● Instrucciones a seguir:
Repite sin cambios las líneas de los registros de abajo, empezando por la línea que contiene "Place a point on the white work" y siguiendo hasta la línea que contiene "[[225, 84]]", ambas incluidas.

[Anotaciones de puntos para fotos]
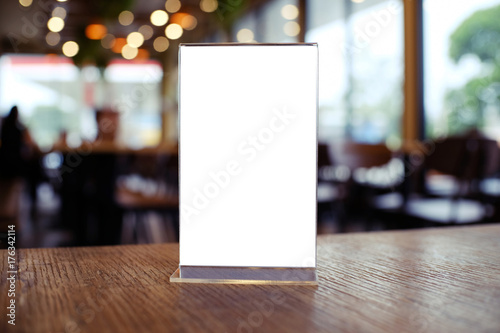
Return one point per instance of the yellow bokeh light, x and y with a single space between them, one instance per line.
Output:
173 31
52 38
70 49
25 3
146 31
59 12
135 39
291 28
95 31
159 17
189 22
209 6
126 17
172 6
55 24
186 21
142 54
290 12
161 44
129 52
108 41
245 36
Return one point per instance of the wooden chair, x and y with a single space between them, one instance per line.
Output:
466 160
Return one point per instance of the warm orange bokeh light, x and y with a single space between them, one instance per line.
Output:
177 18
142 54
95 31
186 21
119 44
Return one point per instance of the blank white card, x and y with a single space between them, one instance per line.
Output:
248 123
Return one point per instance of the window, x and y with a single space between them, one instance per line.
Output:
462 67
361 68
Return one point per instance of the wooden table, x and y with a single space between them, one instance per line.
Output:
435 280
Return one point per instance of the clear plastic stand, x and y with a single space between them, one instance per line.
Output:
245 275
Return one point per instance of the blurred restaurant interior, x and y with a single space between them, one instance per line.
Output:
409 112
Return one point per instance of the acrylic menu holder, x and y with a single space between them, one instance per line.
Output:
247 163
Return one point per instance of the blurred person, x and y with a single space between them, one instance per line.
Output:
19 155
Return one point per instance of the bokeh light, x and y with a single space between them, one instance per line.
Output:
129 52
108 41
172 6
146 31
53 38
159 17
135 39
59 12
95 31
209 6
70 49
55 24
173 31
142 54
119 44
186 21
161 44
245 36
126 17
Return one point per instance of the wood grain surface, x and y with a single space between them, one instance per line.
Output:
434 280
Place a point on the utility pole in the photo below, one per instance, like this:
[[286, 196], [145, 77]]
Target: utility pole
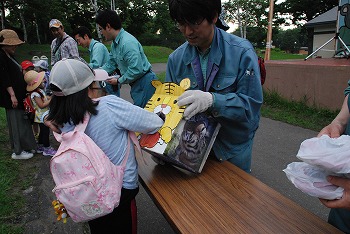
[[269, 32]]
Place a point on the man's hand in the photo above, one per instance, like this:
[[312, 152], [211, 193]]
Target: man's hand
[[344, 202], [196, 101]]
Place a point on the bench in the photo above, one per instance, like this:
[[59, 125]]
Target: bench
[[223, 199]]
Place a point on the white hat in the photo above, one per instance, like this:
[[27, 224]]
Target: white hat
[[42, 64], [72, 76], [55, 23]]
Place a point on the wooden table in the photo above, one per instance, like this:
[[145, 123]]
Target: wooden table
[[223, 199]]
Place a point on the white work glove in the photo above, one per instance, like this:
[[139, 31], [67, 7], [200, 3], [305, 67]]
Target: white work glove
[[196, 101]]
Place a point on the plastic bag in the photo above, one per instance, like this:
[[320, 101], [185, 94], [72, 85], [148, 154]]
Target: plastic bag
[[332, 154], [312, 180]]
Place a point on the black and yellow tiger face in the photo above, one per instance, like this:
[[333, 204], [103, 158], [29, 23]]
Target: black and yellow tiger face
[[165, 100]]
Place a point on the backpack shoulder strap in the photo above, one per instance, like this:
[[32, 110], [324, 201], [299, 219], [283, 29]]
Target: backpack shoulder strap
[[82, 126]]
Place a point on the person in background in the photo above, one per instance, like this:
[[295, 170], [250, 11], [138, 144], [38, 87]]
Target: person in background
[[13, 91], [43, 66], [27, 66], [63, 46], [99, 54], [128, 56], [339, 215], [224, 74], [111, 120], [35, 86]]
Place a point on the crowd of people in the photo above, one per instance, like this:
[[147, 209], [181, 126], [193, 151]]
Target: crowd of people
[[225, 84]]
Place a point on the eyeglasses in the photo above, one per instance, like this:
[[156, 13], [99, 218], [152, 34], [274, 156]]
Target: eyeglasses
[[193, 25]]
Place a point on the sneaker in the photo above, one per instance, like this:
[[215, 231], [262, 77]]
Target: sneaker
[[40, 149], [23, 155], [49, 151]]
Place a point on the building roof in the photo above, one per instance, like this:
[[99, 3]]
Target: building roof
[[329, 17]]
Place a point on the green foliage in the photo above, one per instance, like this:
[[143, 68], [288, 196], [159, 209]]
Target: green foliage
[[291, 39], [11, 199], [304, 10]]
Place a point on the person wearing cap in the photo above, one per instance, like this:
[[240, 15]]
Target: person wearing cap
[[13, 91], [111, 119], [127, 55], [99, 54], [63, 46], [35, 86], [43, 66], [224, 74], [27, 66]]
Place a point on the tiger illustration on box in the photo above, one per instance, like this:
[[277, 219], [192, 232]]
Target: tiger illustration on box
[[163, 102]]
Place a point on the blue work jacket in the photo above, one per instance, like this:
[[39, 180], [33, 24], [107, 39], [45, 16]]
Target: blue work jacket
[[236, 88]]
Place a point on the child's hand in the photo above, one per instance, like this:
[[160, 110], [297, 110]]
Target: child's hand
[[112, 81]]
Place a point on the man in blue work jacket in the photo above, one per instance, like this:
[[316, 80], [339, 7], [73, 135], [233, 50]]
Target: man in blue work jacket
[[224, 74]]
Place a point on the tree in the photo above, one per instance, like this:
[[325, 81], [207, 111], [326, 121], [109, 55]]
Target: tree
[[248, 13], [304, 10]]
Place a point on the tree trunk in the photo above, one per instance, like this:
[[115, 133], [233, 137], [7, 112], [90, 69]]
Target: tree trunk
[[37, 29], [2, 15], [25, 36], [94, 4]]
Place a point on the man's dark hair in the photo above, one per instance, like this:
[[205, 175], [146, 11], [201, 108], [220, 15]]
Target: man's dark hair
[[191, 11], [109, 17], [81, 31]]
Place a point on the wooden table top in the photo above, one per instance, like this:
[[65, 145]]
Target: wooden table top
[[223, 199]]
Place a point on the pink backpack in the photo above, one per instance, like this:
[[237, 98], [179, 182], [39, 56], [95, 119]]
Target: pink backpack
[[87, 182]]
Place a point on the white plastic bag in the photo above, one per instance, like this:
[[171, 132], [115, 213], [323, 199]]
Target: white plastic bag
[[312, 180], [332, 154]]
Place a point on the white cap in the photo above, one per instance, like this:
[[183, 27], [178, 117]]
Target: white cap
[[71, 76]]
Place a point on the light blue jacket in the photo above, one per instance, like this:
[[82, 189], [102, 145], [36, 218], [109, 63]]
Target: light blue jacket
[[99, 55], [128, 56], [236, 88]]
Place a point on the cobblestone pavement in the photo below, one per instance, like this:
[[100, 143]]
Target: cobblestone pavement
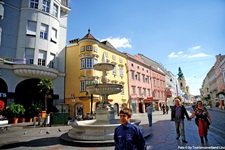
[[25, 136]]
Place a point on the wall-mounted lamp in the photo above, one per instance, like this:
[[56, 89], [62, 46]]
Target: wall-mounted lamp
[[73, 98]]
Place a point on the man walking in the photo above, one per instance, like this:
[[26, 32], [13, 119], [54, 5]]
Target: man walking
[[149, 113], [178, 112]]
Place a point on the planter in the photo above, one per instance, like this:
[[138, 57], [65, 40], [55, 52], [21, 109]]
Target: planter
[[15, 120], [29, 119], [22, 120]]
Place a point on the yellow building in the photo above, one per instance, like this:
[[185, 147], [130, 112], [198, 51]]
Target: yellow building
[[81, 55]]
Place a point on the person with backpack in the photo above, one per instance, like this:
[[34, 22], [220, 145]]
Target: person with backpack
[[177, 115], [128, 136], [202, 120]]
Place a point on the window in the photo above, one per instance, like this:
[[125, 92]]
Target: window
[[83, 86], [143, 78], [95, 61], [139, 91], [42, 57], [114, 69], [46, 5], [113, 57], [133, 90], [82, 63], [54, 35], [82, 48], [34, 4], [44, 31], [147, 79], [55, 10], [138, 76], [29, 55], [88, 47], [121, 71], [31, 28], [132, 75], [120, 60], [52, 60], [122, 90], [144, 91], [95, 49], [89, 63], [149, 92]]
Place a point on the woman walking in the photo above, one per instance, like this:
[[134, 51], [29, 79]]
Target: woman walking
[[202, 116]]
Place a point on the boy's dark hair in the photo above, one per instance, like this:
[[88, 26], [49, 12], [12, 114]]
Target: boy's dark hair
[[126, 111]]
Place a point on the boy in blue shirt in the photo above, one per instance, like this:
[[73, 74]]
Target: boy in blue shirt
[[128, 136]]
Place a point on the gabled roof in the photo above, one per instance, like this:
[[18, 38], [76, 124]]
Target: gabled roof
[[106, 43], [88, 36]]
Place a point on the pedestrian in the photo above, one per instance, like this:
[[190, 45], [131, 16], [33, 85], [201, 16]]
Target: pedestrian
[[149, 114], [128, 136], [163, 108], [167, 109], [178, 112], [203, 120]]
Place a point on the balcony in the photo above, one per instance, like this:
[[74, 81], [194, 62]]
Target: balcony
[[35, 71], [21, 67]]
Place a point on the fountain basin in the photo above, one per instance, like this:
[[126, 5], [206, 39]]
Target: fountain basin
[[103, 66], [88, 131], [104, 89]]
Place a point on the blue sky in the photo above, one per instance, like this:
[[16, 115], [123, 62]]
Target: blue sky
[[175, 33]]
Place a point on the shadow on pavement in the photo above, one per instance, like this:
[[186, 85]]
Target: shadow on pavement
[[34, 143]]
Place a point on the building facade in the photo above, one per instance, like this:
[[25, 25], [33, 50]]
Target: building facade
[[139, 82], [81, 55], [32, 46]]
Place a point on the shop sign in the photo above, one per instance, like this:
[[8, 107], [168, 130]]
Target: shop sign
[[3, 95], [149, 98], [2, 105]]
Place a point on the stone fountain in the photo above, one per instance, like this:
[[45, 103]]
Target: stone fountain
[[101, 129]]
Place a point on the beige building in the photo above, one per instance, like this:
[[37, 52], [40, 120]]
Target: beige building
[[81, 55]]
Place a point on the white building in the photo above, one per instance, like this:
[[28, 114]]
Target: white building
[[32, 46]]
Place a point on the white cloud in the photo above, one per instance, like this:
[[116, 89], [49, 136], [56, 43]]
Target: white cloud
[[180, 52], [173, 54], [198, 55], [194, 48], [118, 42]]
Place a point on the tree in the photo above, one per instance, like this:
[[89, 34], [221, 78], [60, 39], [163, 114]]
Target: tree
[[180, 73], [46, 87]]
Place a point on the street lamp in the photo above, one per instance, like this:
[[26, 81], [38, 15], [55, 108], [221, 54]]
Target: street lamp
[[73, 98]]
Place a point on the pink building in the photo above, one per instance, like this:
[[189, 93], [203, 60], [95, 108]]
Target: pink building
[[158, 85], [139, 82]]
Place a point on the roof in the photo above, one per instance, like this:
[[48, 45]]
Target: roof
[[89, 36]]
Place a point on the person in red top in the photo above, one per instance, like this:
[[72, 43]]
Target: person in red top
[[202, 116]]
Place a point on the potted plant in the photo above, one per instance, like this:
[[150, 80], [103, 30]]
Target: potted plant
[[14, 110], [34, 109]]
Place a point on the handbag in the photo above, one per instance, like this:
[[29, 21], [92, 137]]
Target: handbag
[[196, 121]]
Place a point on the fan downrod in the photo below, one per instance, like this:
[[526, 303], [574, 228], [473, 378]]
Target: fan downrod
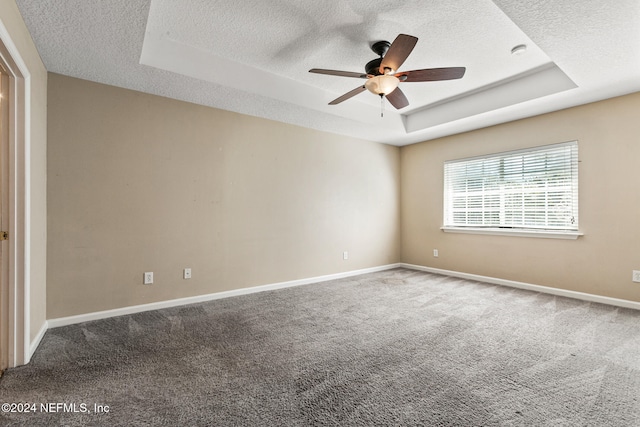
[[381, 47]]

● Solución resuelta:
Place a point on the white work glove in the photo above, one per instance, like this:
[[139, 31], [67, 7], [200, 3], [305, 67]]
Target: white work glove
[[196, 101]]
Place a point on the plastic bag in the photo above, one per instance, like this:
[[320, 101], [185, 94], [72, 85], [148, 154]]
Target: plastic bag
[[332, 154], [312, 180]]
Place a point on the black and yellow tiger face in the photo above, one per instance, like this:
[[333, 204], [103, 158], [29, 23]]
Target: black and yellow tiger face
[[165, 100]]
Place a point on the backpack shoulder strap in the photo above, one per instance, like this:
[[32, 110], [324, 201], [299, 219], [283, 29]]
Target: backpack shoulder strap
[[82, 126]]
Place a point on the person in background in the photo above, one per instance, like this:
[[295, 170], [250, 11], [138, 144], [38, 87]]
Target: person in background
[[13, 91], [43, 66], [27, 66], [63, 46], [99, 54], [128, 56], [339, 215], [224, 74], [111, 120], [35, 86]]
Place a point on the crowd of people in the photo above, one per instance, like this:
[[147, 209], [181, 126], [193, 151]]
Target: crowd of people
[[225, 84]]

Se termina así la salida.